Point-per-instance localization data

"""

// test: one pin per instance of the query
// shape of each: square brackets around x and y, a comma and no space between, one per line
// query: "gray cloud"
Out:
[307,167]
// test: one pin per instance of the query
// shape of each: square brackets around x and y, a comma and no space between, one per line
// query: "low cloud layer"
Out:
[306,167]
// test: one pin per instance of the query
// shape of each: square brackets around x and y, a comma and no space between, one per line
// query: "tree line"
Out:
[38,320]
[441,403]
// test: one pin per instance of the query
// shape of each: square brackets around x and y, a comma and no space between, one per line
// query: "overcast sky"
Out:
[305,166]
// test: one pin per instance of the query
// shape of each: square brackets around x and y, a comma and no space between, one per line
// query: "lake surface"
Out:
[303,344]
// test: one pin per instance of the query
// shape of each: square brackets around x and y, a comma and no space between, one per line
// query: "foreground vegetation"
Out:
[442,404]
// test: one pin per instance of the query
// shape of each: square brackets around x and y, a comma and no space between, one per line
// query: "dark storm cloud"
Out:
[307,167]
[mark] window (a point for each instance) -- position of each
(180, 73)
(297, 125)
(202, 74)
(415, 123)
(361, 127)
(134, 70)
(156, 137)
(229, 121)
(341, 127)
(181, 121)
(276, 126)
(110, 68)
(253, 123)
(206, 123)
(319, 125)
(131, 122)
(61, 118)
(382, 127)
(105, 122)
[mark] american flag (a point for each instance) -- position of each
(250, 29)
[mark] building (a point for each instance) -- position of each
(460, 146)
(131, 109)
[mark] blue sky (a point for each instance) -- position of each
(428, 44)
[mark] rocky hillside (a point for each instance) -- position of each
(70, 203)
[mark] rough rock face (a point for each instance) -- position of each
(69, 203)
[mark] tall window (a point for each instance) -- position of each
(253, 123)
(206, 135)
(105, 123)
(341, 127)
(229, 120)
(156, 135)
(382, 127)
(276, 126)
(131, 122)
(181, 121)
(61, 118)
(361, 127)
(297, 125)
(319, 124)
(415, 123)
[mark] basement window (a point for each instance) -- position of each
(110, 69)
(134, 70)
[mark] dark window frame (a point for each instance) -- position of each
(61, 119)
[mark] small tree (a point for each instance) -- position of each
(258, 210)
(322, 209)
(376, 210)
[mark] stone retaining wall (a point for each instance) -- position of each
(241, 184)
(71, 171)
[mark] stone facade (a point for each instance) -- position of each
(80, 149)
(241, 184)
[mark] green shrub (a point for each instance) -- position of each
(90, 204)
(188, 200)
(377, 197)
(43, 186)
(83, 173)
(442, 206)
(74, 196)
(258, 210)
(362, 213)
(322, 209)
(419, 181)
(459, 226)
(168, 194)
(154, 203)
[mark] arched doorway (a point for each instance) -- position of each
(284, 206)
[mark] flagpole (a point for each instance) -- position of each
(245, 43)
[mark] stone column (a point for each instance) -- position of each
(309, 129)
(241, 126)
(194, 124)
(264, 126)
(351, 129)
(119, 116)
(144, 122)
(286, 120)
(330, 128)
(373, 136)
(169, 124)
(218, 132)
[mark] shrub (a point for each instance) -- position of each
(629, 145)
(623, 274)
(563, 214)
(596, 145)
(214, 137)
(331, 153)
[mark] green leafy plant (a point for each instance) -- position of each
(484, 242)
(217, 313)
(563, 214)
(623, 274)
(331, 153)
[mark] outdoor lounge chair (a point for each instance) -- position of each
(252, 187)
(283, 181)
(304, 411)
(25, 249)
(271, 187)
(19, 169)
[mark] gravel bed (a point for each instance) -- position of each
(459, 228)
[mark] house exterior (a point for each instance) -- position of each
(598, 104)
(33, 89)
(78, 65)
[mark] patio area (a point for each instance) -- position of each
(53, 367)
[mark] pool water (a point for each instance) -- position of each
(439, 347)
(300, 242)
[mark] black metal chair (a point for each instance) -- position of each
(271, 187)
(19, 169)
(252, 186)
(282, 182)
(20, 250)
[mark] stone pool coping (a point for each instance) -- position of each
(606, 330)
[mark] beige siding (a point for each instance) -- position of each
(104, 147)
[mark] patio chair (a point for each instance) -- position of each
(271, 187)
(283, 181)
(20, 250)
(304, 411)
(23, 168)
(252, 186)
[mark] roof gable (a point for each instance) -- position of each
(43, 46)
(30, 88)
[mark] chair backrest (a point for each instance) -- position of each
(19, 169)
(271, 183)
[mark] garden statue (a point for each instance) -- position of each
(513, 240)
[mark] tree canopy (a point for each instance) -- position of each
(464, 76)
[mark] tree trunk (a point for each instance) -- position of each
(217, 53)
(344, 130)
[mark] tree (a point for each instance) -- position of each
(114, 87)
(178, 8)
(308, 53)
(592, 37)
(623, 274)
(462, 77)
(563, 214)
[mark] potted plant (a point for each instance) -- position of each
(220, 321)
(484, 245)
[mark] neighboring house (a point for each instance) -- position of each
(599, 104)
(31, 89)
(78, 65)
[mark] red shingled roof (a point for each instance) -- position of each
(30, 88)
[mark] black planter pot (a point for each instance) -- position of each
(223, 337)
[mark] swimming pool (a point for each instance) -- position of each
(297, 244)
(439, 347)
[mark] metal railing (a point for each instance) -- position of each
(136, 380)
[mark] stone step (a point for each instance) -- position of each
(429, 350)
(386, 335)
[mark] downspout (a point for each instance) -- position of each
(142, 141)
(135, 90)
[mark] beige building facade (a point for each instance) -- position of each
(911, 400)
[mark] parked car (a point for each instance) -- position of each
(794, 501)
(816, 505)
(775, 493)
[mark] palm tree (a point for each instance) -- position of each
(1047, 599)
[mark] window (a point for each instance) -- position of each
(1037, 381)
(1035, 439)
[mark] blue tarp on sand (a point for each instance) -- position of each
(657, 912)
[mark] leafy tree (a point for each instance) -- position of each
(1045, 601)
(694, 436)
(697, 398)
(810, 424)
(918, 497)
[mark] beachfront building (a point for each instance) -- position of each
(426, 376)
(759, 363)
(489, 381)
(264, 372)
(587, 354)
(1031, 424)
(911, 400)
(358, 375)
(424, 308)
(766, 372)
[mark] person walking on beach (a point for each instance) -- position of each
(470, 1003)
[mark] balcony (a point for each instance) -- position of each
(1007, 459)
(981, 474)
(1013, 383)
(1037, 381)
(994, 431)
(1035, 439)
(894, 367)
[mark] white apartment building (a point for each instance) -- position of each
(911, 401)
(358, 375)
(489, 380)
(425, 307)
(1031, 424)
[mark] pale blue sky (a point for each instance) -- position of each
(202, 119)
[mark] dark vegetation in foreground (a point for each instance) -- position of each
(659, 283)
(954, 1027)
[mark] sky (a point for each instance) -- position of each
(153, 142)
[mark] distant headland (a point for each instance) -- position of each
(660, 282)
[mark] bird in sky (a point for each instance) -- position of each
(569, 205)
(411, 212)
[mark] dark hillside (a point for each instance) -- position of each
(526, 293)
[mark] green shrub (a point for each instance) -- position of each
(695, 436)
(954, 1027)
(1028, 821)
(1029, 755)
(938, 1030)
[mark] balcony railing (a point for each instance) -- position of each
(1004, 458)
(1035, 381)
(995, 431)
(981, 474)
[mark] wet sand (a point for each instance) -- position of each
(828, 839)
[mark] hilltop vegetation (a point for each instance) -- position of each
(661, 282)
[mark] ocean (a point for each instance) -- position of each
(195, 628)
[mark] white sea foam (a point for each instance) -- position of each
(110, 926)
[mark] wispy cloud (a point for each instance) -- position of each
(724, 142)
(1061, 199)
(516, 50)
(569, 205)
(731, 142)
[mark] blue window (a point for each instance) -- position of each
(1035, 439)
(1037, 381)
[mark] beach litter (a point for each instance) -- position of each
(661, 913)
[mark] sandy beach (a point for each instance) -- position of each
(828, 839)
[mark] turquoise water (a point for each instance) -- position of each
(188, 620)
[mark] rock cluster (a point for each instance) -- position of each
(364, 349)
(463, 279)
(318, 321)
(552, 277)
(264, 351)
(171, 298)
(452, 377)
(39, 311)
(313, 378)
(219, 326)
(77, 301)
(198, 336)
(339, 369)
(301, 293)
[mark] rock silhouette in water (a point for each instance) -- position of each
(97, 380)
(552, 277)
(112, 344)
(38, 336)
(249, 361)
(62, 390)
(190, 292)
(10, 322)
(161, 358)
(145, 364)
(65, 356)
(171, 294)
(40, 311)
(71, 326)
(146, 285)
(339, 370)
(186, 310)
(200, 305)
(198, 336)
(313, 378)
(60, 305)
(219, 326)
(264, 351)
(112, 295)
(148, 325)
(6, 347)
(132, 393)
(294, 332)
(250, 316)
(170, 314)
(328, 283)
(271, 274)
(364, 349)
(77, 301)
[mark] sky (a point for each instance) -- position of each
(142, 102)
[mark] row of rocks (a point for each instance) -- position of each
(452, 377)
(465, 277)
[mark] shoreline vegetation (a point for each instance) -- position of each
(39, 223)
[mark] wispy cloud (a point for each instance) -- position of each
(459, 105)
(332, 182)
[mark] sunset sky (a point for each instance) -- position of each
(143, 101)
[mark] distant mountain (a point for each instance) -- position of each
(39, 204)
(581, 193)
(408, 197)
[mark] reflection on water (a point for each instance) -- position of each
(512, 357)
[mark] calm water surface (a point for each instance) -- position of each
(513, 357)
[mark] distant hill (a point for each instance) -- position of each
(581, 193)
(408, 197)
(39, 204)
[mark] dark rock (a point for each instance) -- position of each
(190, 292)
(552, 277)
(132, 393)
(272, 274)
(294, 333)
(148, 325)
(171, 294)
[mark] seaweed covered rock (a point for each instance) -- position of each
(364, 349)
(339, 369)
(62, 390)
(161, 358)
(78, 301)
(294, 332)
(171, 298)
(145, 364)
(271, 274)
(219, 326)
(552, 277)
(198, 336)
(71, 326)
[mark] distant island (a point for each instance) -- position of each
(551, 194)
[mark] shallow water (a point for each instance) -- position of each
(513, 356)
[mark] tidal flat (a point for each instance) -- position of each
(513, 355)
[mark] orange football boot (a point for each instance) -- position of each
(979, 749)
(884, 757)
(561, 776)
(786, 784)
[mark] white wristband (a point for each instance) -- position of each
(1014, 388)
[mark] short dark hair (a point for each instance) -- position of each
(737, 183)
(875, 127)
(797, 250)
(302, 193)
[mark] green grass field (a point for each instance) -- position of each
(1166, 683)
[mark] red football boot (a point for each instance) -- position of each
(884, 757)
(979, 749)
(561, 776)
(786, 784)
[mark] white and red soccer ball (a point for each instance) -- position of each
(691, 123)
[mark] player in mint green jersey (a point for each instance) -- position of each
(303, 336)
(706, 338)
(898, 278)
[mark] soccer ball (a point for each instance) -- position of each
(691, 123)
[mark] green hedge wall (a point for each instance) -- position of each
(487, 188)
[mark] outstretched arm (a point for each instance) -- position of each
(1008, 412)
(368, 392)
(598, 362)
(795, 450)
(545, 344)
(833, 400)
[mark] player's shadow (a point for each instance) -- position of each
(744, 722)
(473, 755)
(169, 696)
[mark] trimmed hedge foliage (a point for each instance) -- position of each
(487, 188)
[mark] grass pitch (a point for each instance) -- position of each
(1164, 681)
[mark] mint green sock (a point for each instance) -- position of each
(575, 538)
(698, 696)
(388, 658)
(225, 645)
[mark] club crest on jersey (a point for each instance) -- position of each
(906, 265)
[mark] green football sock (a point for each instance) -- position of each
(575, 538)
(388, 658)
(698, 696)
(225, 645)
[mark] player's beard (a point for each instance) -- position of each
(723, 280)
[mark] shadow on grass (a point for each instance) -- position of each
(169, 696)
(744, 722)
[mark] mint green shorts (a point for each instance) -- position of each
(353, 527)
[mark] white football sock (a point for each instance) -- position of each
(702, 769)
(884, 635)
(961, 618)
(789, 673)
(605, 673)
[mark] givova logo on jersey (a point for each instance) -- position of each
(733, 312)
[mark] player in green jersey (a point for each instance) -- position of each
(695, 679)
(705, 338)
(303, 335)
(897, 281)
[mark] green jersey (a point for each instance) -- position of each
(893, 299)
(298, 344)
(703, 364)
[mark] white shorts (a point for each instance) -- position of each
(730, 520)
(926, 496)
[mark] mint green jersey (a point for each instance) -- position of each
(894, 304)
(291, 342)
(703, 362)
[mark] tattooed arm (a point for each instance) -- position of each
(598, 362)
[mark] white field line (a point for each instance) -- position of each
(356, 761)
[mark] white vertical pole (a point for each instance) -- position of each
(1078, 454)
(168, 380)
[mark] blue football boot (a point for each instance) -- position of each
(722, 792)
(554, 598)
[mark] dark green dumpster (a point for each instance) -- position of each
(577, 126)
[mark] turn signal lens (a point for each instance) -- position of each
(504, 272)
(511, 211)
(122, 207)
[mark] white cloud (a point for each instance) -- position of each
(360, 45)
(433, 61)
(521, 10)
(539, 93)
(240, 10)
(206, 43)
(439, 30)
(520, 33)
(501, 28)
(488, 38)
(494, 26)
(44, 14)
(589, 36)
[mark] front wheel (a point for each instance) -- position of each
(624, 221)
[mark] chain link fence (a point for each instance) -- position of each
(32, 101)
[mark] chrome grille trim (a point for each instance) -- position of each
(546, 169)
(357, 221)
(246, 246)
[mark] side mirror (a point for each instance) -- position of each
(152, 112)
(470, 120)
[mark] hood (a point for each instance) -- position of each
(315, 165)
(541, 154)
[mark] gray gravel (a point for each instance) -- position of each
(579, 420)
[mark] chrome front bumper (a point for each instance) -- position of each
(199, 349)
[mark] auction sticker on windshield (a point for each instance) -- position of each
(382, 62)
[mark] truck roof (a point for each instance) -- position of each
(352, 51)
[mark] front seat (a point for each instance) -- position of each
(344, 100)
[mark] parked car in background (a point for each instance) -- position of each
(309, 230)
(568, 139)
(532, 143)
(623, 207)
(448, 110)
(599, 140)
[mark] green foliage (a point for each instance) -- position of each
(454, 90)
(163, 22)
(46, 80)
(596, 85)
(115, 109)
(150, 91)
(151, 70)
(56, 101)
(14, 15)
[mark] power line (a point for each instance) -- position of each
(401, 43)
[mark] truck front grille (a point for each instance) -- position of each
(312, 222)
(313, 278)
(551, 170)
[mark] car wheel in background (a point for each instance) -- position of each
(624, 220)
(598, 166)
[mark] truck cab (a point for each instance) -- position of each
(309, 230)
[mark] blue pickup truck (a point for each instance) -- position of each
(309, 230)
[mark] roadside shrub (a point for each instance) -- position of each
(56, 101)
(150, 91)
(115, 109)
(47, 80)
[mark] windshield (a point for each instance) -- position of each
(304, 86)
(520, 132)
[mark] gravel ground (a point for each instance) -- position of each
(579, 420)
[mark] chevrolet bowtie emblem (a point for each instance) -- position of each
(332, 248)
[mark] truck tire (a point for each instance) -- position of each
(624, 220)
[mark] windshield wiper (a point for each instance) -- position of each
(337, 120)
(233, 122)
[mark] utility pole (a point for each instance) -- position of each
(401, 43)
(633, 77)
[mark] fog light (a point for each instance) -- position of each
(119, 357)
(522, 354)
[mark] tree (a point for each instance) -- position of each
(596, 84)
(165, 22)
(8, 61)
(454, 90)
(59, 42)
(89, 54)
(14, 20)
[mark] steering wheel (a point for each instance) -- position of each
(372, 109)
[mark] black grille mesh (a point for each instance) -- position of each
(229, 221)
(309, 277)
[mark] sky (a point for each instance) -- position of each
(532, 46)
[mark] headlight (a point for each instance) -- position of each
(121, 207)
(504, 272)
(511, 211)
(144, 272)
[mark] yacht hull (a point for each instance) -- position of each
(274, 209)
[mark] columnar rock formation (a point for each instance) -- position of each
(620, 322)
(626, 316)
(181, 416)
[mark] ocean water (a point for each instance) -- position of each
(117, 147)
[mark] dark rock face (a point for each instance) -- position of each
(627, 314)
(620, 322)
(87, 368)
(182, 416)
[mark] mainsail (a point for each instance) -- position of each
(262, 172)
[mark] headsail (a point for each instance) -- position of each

"""

Output the line containing "[mark] mainsail (a" together with all later lines of the entries, exactly as written, through the final line.

[mark] mainsail (a point for each instance) -- position of each
(262, 172)
[mark] headsail (a point for each instance) -- position of each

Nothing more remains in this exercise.